**本文抜粋**
近年の機械学習関連技術の急速な発展に応じて、学術研究や技術開発分野への機械学習関連技術の導入が活発に試みられるようになっています。私の研究する「データ駆動理学」は、物質内部の原子・分子が織りなす物理的現象や人間やほかの生物の行動によって形成される社会科学的現象といった、多様な自然現象をあまねく対象として、それらを機械学習でモデル化し、そのモデルを解釈して自然現象の理(コトワリ)、つまり自然現象の背景にある仕組み・原理を解明することを目指す学問分野です。データ駆動理学はData-Driven Scienceを日本語に当てた訳語ですが、よく用いられる訳語はデータ駆動"科学"となります。私は、コトワリを解明する点に特に注力して研究を行っているため、Scienceを敢えてこの言葉が陽に現れた理学と訳して私の専門分野の呼称として用いています。後述するように、コトワリの解明は科学的アプローチで社会課題を解決する際に根幹をなす要素となるため、データを用いて課題解決を実現することを目指すデータ駆動理学は、まさにソーシャル・データサイエンス研究科に適合した研究分野の一つであると私は考えています。

次に、データ駆動理学分野で、科学による社会課題の解決へ向けて、具体的にどのような研究を実施しているかを説明しようと思います。

図1:科学による社会課題解決と人間と機械学習の協業

そのためにまず、科学による社会課題解決の流れを、その好例である熱力学の事例を用いて説明します(図1)。1769年にジェームズ・ワットによって開発された熱機関が、産業革命や工業化社会の原動力となったことはよく知られています。科学者は、その性能を向上させ原理を解明することを通して熱力学の構築をはじめました。最初は、圧力や体積といった観測可能な物理量のモデル化から始まりました。このような特定の現象について観測されたデータの範囲内でその現象をモデル化したものを、本稿では内挿モデルと呼称します。科学者が現象の内挿モデル構築にとどまっていれば、科学は今のような莫大な投資を受け、社会課題解決の有力な手段とされることはなかったでしょう。科学者は、単なる特定の現象の内挿モデル構築だけにとどまらず、熱機関だけでなくこの宇宙に存在する現象であまねく成立するエントロピー増大則や、自由エネルギーといった抽象的で汎用的な原理・法則・概念を発見するに至りました。この宇宙に存在するあらゆる現象を記述する熱力学は、最終的にアメリカの物理学者のウィラード・ギブズ(1839-1903)が化学反応論をも包含するものとして完成させました。これによって、熱機関の理論であった熱力学が化学反応における新たな指針の存在を予言し、その結果、ハーバー・ボッシュ法のような、人工的なアンモニアの合成による肥料づくりの技術の開発を導きました。このようなある特定の現象の観測データの範囲を超えた、一般的に成り立つようなモデルのことを、本稿では外挿モデルと呼称します。つまり、科学者によって、単なる内挿モデルを超えた一般原理(外挿モデル)の解明が実現されたことによって、当時の一つの大きな社会課題であった食料不足が解決されたのです。

**データセット抜粋**
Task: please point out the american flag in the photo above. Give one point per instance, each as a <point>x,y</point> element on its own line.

**課題一覧**
a: データ駆動理学についての文章に書かれている西暦の年を、すべて挙げてください。
b: データ駆動理学についての文章の最後の文に続けて、その先を書いてください。

**解答**
a: 1769年、1839年、1903年

b:
このように、単なる内挿モデルを超えた一般原理(外挿モデル)を演繹(えんえき)的に導き、それを大胆に外挿する人間の科学的洞察力は、科学を駆動し社会課題を解決するための知識の源泉となるものです。

しかしながら、現象が初期宇宙の形成や磁性材料の磁区構造形成、高分子材料内の構造形成、生物の群れのダイナミクス、核融合炉内のプラズマ乱流のダイナミクス、各種経済現象といった非線形・非平衡で複雑な現象となると、そもそも内挿モデルの構築自体が困難となります。その場合、科学者の洞察による一般原理の探索の段階に至ることができなくなってしまいます。

近年、深層ニューラルネットワークをはじめとする機械学習モデルを用いて複雑な科学データを分析・モデル化する研究が活発に行われています。一部の人は、機械学習によって科学者がAIに置き換わることを期待するかもしれませんが、残念なことに原理的に機械学習は、与えられたデータの内挿的なモデル構築を得意としており、人間の科学者のような柔軟な一般原理の発見や外挿は苦手としています。したがって、機械学習だけによって前述のような、内挿モデルの構築から外挿的な一般原理の発見の流れを実現することは困難です。そこでデータ駆動理学では、複雑なデータの内挿モデル構築を得意とする機械学習と、科学的洞察によって大胆な演繹的外挿を実現する人間の協業が重要と考え、機械学習を用いて複雑現象の一般原理・法則を探索する科学者を支援する枠組みの構築に取り組んでいます。

人間と機械学習の協業を実現するうえで、最も重要な課題の一つとなるのが機械学習で得られた内挿モデルを解釈して人間に伝達する手法の開発になります。特に、近年発展した機械学習関連技術の根幹を成す深層ニューラルネットワークのような複雑な機械学習モデルは、多量のパラメータを持つ非線形関数で構成されたブラックボックスとなるため、学習結果の解釈が一般に非常に困難とされています。そこで私の研究室では、このような複雑な内挿モデルと人間である科学者の間を橋渡しする、機械学習の解釈手法や解釈可能な高性能モデルの開発や、解釈可能な機械学習モデルを用いた複雑現象の原理解明による社会課題の解決を目指しています。ChatGPTなどの、近年の高性能で実用に耐える機械学習関連技術の発展や、自動運転技術の社会実装の要請などによって、AIの判断や推論の機序を解釈することの重要性がますます増大しています。これらの機械学習モデルも複雑現象の内挿モデルととらえることができるため、データ駆動理学のために開発された解釈可能AI技術は、このような社会課題の解決にも直接貢献できると考えています。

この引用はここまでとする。